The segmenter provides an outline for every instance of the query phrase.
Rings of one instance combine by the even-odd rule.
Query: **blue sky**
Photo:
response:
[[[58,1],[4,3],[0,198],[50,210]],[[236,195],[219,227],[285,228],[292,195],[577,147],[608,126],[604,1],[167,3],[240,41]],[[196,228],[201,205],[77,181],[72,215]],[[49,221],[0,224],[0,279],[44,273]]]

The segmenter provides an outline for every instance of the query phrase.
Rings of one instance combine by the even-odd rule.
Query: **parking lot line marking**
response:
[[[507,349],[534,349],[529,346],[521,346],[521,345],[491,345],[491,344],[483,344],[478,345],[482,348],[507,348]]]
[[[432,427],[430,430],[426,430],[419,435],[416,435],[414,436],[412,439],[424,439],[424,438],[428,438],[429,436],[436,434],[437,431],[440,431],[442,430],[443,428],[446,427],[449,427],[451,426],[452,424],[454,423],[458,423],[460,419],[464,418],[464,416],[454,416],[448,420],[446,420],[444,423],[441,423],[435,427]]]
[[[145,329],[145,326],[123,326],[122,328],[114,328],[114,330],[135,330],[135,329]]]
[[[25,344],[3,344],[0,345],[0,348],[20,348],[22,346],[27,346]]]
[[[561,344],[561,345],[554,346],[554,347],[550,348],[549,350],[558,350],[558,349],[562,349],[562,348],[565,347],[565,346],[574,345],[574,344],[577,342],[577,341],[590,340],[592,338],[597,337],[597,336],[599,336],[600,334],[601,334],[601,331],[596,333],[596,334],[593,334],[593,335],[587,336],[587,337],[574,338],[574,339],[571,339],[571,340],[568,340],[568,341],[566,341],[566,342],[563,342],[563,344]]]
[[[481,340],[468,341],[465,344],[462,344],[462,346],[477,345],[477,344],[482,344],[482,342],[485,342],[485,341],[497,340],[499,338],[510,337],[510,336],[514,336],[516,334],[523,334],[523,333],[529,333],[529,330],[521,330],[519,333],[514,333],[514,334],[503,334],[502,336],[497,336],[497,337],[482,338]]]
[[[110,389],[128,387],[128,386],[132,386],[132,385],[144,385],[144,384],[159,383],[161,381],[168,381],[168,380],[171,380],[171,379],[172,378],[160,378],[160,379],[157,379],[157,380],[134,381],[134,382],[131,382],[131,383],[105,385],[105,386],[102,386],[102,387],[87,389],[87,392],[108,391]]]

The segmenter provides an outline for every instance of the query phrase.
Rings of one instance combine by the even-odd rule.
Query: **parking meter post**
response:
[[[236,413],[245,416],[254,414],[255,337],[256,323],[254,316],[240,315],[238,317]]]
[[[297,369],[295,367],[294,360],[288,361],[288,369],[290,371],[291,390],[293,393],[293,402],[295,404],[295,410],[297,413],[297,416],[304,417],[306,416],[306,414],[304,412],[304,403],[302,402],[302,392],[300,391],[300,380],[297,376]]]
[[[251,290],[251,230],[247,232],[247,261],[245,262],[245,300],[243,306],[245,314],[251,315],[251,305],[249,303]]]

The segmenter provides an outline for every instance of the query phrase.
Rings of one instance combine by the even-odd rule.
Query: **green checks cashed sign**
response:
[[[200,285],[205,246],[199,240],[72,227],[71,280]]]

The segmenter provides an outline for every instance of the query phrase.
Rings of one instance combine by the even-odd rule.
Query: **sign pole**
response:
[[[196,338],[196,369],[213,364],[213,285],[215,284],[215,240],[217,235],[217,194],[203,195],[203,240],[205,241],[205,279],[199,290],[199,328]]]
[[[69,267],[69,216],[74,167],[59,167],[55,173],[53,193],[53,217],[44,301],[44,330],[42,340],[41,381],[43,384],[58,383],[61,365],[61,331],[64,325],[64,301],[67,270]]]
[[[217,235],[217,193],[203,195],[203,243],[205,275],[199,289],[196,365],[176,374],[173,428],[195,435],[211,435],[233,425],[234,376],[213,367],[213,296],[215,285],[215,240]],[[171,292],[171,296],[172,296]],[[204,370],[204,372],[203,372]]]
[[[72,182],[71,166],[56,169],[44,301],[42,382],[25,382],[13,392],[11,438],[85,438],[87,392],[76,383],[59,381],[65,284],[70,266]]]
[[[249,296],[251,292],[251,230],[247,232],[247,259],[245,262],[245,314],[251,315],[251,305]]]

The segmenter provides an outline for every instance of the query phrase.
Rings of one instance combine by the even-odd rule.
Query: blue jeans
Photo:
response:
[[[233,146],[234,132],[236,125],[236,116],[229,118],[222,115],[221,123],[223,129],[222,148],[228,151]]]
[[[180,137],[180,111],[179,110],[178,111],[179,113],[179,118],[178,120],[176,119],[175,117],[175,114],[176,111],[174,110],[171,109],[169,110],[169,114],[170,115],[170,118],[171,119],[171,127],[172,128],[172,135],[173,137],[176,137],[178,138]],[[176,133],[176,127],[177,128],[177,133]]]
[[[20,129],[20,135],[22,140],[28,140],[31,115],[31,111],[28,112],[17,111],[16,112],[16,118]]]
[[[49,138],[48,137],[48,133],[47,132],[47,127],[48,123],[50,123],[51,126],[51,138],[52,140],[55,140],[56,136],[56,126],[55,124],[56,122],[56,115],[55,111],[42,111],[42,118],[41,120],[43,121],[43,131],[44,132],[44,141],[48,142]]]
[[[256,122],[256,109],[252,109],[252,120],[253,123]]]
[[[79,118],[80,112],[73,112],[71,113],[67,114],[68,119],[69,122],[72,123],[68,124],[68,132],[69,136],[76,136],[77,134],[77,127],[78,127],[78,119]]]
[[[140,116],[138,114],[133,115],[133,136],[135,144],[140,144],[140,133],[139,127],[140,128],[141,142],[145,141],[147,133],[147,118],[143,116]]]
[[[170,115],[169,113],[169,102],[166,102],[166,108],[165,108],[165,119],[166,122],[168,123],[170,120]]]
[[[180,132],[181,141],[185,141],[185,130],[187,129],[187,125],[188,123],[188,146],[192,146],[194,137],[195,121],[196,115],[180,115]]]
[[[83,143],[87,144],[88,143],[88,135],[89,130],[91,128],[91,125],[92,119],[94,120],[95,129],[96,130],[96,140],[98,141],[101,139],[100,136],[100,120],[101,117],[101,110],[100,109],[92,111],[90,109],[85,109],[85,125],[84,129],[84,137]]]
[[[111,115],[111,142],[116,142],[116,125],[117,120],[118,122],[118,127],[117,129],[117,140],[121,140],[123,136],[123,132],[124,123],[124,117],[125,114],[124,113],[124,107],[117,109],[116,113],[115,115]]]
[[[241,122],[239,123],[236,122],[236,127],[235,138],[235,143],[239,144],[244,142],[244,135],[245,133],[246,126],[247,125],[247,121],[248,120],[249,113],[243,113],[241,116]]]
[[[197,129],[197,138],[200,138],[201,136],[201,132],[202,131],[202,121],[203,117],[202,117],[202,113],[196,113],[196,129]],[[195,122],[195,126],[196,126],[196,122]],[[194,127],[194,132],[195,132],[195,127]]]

**THE REQUEST**
Output each entry precisely as given.

**TASK SOLUTION**
The segmenter provides an outline for every instance of the query phrase.
Rings of one instance combine by the even-odd rule.
Query: **blue sky**
Photo:
response:
[[[58,1],[4,3],[0,198],[50,210]],[[236,195],[219,227],[285,228],[292,195],[577,147],[608,126],[604,1],[167,3],[240,41]],[[196,228],[201,205],[77,181],[72,215]],[[49,221],[0,224],[0,279],[44,273]]]

The segmenter provides an outline for every instance of the query phrase.
Rings of one instance combine by the even-odd rule.
Query: **parking lot line marking**
response:
[[[507,349],[534,349],[529,346],[521,346],[521,345],[491,345],[491,344],[483,344],[478,345],[482,348],[507,348]]]
[[[432,427],[430,430],[426,430],[419,435],[416,435],[414,436],[412,439],[424,439],[424,438],[428,438],[429,436],[436,434],[437,431],[440,431],[442,430],[443,428],[446,427],[449,427],[451,426],[452,424],[454,423],[458,423],[460,419],[464,418],[464,416],[454,416],[448,420],[446,420],[444,423],[441,423],[435,427]]]
[[[145,329],[145,326],[123,326],[122,328],[114,328],[114,330],[135,330],[135,329]]]
[[[25,344],[3,344],[0,345],[0,348],[20,348],[22,346],[27,346]]]
[[[561,344],[561,345],[554,346],[554,347],[550,348],[549,350],[558,350],[558,349],[562,349],[562,348],[565,347],[565,346],[574,345],[574,344],[577,342],[577,341],[590,340],[592,338],[597,337],[597,336],[599,336],[600,334],[601,334],[601,331],[596,333],[596,334],[593,334],[593,335],[587,336],[587,337],[574,338],[574,339],[571,339],[571,340],[568,340],[568,341],[566,341],[566,342],[563,342],[563,344]]]
[[[481,340],[468,341],[465,344],[462,344],[462,346],[477,345],[477,344],[482,344],[482,342],[485,342],[485,341],[497,340],[499,338],[510,337],[510,336],[514,336],[516,334],[523,334],[523,333],[529,333],[529,330],[521,330],[519,333],[514,333],[514,334],[503,334],[502,336],[497,336],[497,337],[482,338]]]
[[[110,389],[128,387],[128,386],[132,386],[132,385],[144,385],[144,384],[159,383],[161,381],[168,381],[168,380],[171,380],[171,379],[172,378],[160,378],[160,379],[157,379],[157,380],[134,381],[134,382],[131,382],[131,383],[105,385],[105,386],[102,386],[102,387],[87,389],[87,392],[108,391]]]

The segmenter provides an outline for every instance of the query phrase.
Rings of one instance combine by the even-odd rule.
Query: **parking meter post**
response:
[[[236,413],[245,416],[254,414],[255,337],[256,323],[254,316],[240,315],[238,317]]]
[[[297,369],[295,367],[294,360],[288,361],[288,369],[290,371],[291,390],[293,393],[293,402],[295,404],[295,410],[297,413],[297,416],[304,417],[306,416],[306,414],[304,412],[304,403],[302,402],[302,392],[300,391],[300,380],[297,376]]]
[[[251,290],[251,230],[247,232],[247,261],[245,262],[245,300],[243,306],[245,314],[251,315],[251,305],[249,303]]]

The segmenter provides an outline for every instance of the query phrase.
Rings of one instance combine by the even-odd rule.
Query: **green checks cashed sign**
response:
[[[200,285],[205,246],[199,240],[72,227],[71,280]]]

The segmenter provides an outline for every instance of the query phrase.
Rings of one instance combine by the even-odd rule.
Query: **sign pole**
response:
[[[196,338],[196,369],[213,364],[213,285],[215,284],[215,240],[217,235],[217,194],[203,195],[203,240],[205,241],[205,279],[199,290],[199,328]]]
[[[69,267],[69,216],[74,167],[59,167],[55,173],[53,193],[53,217],[44,301],[44,330],[42,340],[41,381],[43,384],[58,383],[61,365],[61,331],[64,325],[64,301],[67,270]]]
[[[217,235],[217,193],[203,195],[203,243],[205,275],[199,289],[196,365],[176,374],[173,428],[195,435],[211,435],[233,425],[234,376],[213,367],[213,296],[215,285],[215,240]],[[171,292],[171,296],[172,296]],[[204,370],[204,372],[203,372]]]
[[[72,182],[71,166],[56,169],[44,301],[42,382],[25,382],[13,392],[11,438],[85,438],[87,392],[76,383],[59,381],[65,284],[70,266]]]
[[[249,296],[251,292],[251,230],[247,232],[247,259],[245,262],[245,314],[251,315],[251,305]]]

The segmenter provides an outline for every instance of the query phrase.
Rings of one instance combine by the even-odd rule.
Query: blue jeans
Photo:
response:
[[[233,146],[234,132],[236,125],[236,116],[229,118],[222,115],[221,123],[223,129],[222,148],[228,151]]]
[[[180,137],[180,111],[179,110],[178,111],[179,113],[179,118],[178,120],[176,119],[175,117],[175,114],[176,111],[174,110],[171,109],[169,110],[169,114],[170,115],[170,118],[171,119],[171,127],[172,128],[172,135],[173,137],[176,137],[178,138]],[[176,133],[176,127],[177,128],[177,133]]]
[[[20,129],[20,135],[22,140],[28,140],[31,115],[31,111],[28,112],[17,111],[16,112],[16,118]]]
[[[49,138],[48,137],[48,133],[47,132],[47,127],[48,123],[50,123],[51,126],[51,138],[52,140],[55,140],[56,136],[56,126],[55,124],[56,122],[56,115],[55,111],[42,111],[42,118],[41,120],[43,121],[43,131],[44,132],[44,141],[48,142]]]
[[[256,122],[256,109],[252,109],[252,120],[253,123]]]
[[[79,118],[80,112],[73,112],[71,113],[67,114],[68,119],[69,122],[72,123],[68,124],[68,132],[69,136],[76,136],[77,134],[77,127],[78,127],[78,119]]]
[[[140,116],[138,114],[133,115],[133,136],[135,144],[140,144],[140,133],[139,127],[140,128],[141,142],[145,141],[147,133],[147,118],[143,116]]]
[[[170,115],[169,113],[169,102],[166,102],[166,108],[165,108],[165,119],[166,122],[168,123],[170,120]]]
[[[180,132],[181,141],[185,141],[185,130],[187,129],[187,125],[188,123],[188,146],[192,146],[194,137],[195,121],[196,115],[180,115]]]
[[[83,143],[87,144],[88,143],[88,135],[89,130],[91,128],[91,125],[92,119],[94,120],[95,129],[96,130],[96,140],[98,141],[101,139],[100,136],[100,120],[101,117],[101,110],[100,109],[92,111],[90,109],[85,109],[85,125],[84,129],[84,137]]]
[[[111,115],[111,142],[116,142],[116,125],[117,120],[118,122],[118,127],[117,129],[117,140],[121,140],[123,136],[123,132],[124,123],[124,117],[125,114],[124,113],[124,107],[117,109],[116,113],[115,115]]]
[[[241,122],[239,123],[236,122],[236,127],[235,138],[235,143],[239,144],[244,142],[244,135],[245,133],[246,126],[247,125],[247,121],[248,120],[249,113],[243,113],[241,116]]]
[[[197,129],[197,138],[200,138],[201,136],[201,132],[202,131],[202,121],[203,117],[202,117],[202,113],[196,113],[196,129]],[[195,122],[195,126],[196,126],[196,122]],[[194,127],[194,132],[195,132],[195,127]]]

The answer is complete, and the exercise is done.